Stated goal
Render each line of the listing below as an item in a numbered list, omitting any blank lines.

Entries drawn from a collection
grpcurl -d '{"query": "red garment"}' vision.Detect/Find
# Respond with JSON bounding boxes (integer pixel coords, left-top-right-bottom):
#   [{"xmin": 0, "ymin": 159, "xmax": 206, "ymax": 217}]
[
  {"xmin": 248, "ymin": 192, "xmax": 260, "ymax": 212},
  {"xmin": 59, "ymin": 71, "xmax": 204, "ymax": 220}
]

Exercise answer
1. grpcurl -d '{"query": "red garment"}' vision.Detect/Find
2. # Respond with JSON bounding boxes (integer pixel coords, left-top-right-bottom):
3. #   [{"xmin": 0, "ymin": 159, "xmax": 206, "ymax": 217}]
4. [
5.   {"xmin": 248, "ymin": 192, "xmax": 260, "ymax": 212},
6.   {"xmin": 59, "ymin": 71, "xmax": 204, "ymax": 220}
7. ]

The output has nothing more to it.